Exercise description = The expected result is an exact restatement of the data, free of pictures.

(Stored data entries)
----------------------------------------

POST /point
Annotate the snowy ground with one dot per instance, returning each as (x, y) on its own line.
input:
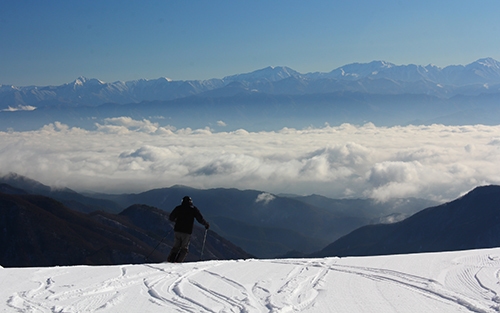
(465, 281)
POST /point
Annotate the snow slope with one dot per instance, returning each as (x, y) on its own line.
(464, 281)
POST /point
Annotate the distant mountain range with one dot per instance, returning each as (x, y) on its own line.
(377, 77)
(270, 99)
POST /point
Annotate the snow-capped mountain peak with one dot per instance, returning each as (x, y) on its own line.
(270, 73)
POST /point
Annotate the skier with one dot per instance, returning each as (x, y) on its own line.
(183, 215)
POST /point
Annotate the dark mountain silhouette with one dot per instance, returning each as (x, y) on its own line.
(470, 222)
(68, 197)
(40, 231)
(272, 227)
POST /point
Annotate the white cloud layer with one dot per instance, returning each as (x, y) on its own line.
(125, 155)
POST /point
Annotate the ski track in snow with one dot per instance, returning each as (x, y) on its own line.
(470, 282)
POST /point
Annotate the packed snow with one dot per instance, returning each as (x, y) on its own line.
(463, 281)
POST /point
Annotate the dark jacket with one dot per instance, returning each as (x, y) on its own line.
(184, 215)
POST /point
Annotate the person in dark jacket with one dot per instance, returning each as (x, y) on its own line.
(183, 215)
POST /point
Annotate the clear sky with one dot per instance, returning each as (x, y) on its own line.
(54, 42)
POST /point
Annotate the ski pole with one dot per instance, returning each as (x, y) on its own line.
(203, 246)
(168, 232)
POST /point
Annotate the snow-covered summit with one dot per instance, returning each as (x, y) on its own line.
(446, 282)
(270, 73)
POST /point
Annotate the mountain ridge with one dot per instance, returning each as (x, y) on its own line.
(481, 76)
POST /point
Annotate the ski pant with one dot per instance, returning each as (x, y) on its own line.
(180, 247)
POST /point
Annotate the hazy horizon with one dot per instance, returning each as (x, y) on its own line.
(435, 162)
(54, 43)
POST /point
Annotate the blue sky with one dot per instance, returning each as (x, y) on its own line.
(54, 42)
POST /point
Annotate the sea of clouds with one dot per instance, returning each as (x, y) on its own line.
(124, 155)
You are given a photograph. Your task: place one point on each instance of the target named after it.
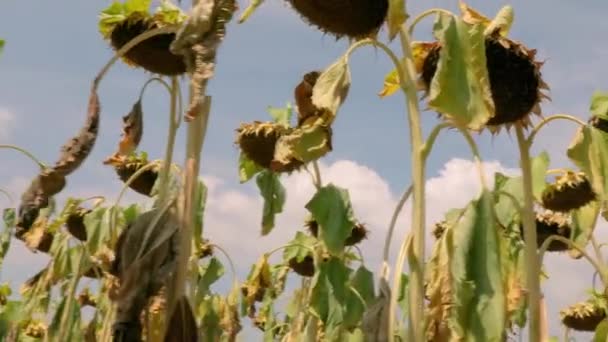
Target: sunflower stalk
(530, 253)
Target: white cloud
(7, 119)
(233, 215)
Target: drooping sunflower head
(122, 21)
(583, 316)
(358, 233)
(128, 166)
(570, 191)
(550, 223)
(258, 140)
(351, 18)
(515, 79)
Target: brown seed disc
(75, 224)
(566, 195)
(352, 18)
(305, 268)
(357, 235)
(514, 79)
(599, 123)
(258, 140)
(152, 54)
(45, 243)
(583, 317)
(144, 183)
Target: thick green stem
(416, 257)
(532, 262)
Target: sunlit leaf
(589, 151)
(247, 168)
(281, 115)
(298, 248)
(253, 5)
(331, 88)
(583, 223)
(599, 104)
(362, 281)
(303, 145)
(332, 210)
(209, 274)
(539, 172)
(274, 195)
(396, 17)
(460, 88)
(501, 22)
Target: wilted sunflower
(351, 18)
(127, 167)
(583, 316)
(305, 268)
(515, 79)
(121, 22)
(570, 191)
(75, 223)
(358, 233)
(599, 123)
(258, 140)
(551, 223)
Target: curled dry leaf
(52, 180)
(182, 325)
(143, 266)
(198, 40)
(132, 131)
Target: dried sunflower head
(570, 191)
(551, 223)
(358, 233)
(126, 167)
(352, 18)
(599, 123)
(121, 22)
(257, 141)
(515, 80)
(583, 316)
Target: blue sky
(53, 50)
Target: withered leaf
(143, 274)
(132, 132)
(77, 149)
(182, 326)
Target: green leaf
(281, 116)
(599, 104)
(209, 274)
(583, 223)
(253, 5)
(332, 210)
(396, 17)
(274, 195)
(331, 89)
(539, 173)
(329, 293)
(476, 270)
(502, 21)
(589, 151)
(300, 247)
(362, 281)
(460, 88)
(247, 168)
(601, 332)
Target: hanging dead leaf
(145, 257)
(182, 325)
(77, 149)
(132, 132)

----------------------------------------

Exercise answer =
POST /point
Annotate the snowy ground with one dot per instance, returning each as (x, y) on its own line.
input:
(465, 281)
POST /point
Annotate the snow slope with one dot per instance, returning each as (x, y) on its own line.
(464, 281)
POST /point
Annotate the distant mountain range with one dot per instance, returning each as (x, y) on its own line.
(377, 77)
(270, 99)
POST /point
Annotate the snow-capped mountain peak with one dot per instance, returning each as (x, y) on its own line.
(270, 73)
POST /point
Annotate the skier with one dot per instance, returning each as (x, y) on its own line.
(183, 215)
POST /point
Annotate the dark mountain silhouette with one dot per instance, returning each as (x, y) on its own line.
(470, 222)
(68, 197)
(40, 231)
(272, 227)
POST /point
Annotate the white cloud layer with one dot per instance, returning each as (x, y) on its own line.
(125, 155)
POST /point
Annotate the ski track in snow with one dot per instance, returning each as (x, y) on its own line.
(470, 282)
POST /point
Annotate the packed snow with one dot per instance, returning each as (x, y) on its own line.
(463, 281)
POST /point
Annotate the dark jacket with one dot per instance, returning each as (x, y) on its own line.
(184, 215)
POST /point
Annotate the person in dark jacket with one dot per instance, returning each as (x, y) on its own line.
(183, 215)
POST /point
Annotate the clear sky with one dot per instance, returning each as (x, y) on its own line.
(54, 42)
POST /point
Annotate the ski pole with one dot per instance, returning each as (x, y) on its own line.
(203, 246)
(168, 232)
POST /point
Annotate the snow-covered summit with one dot per instance, returning each as (x, y) on its own line.
(446, 282)
(270, 73)
POST /point
Annotate the mountain ridge with one dot per instance, returning each as (x, y) on its own line.
(481, 76)
POST /point
Annotate the ski pant with one dot per instance, returning each as (x, y) on its own line.
(180, 247)
POST /point
Annotate the hazy horizon with one dot per instance, returning each as (x, y) on its own line.
(435, 162)
(54, 43)
POST /point
Annotate the blue sky with one dot per instance, returning each as (x, y) on its own line.
(54, 42)
POST /point
Annotate the sea of clouds with one dot per instance, returning each as (x, y) on its own line.
(124, 155)
You are given a photograph. Your task: place one point on each instance of the target named after it.
Target: sunflower stalk
(530, 253)
Target: white cloud
(7, 119)
(233, 215)
Target: drooping sunflower head
(122, 21)
(583, 316)
(358, 233)
(128, 166)
(570, 191)
(550, 223)
(258, 140)
(351, 18)
(515, 79)
Target: brown seed disc
(75, 224)
(566, 195)
(352, 18)
(305, 268)
(357, 235)
(514, 79)
(599, 123)
(258, 140)
(152, 54)
(45, 243)
(583, 317)
(144, 183)
Target: thick green stem
(416, 257)
(532, 262)
Target: sunlit leaf
(589, 151)
(247, 168)
(281, 115)
(298, 248)
(253, 5)
(331, 88)
(583, 223)
(599, 104)
(362, 281)
(303, 145)
(332, 210)
(209, 274)
(539, 172)
(274, 195)
(396, 17)
(460, 88)
(501, 22)
Target: wilted sunflower
(351, 18)
(127, 167)
(583, 316)
(305, 268)
(515, 79)
(121, 22)
(570, 191)
(75, 223)
(358, 233)
(599, 123)
(258, 140)
(551, 223)
Target: curled dry leaf
(52, 180)
(182, 325)
(143, 266)
(198, 40)
(132, 131)
Target: dried sunflower head
(570, 191)
(551, 223)
(358, 233)
(126, 167)
(352, 18)
(599, 123)
(121, 22)
(257, 141)
(515, 80)
(583, 316)
Target: blue sky
(53, 50)
Target: withered leaf
(143, 274)
(132, 132)
(77, 149)
(182, 326)
Target: green leaf
(281, 116)
(599, 104)
(209, 274)
(583, 223)
(253, 5)
(332, 210)
(396, 17)
(274, 195)
(331, 89)
(539, 173)
(329, 293)
(476, 270)
(502, 21)
(589, 151)
(300, 247)
(362, 281)
(460, 88)
(247, 168)
(601, 332)
Target: hanging dead leaf
(145, 257)
(182, 325)
(77, 149)
(132, 132)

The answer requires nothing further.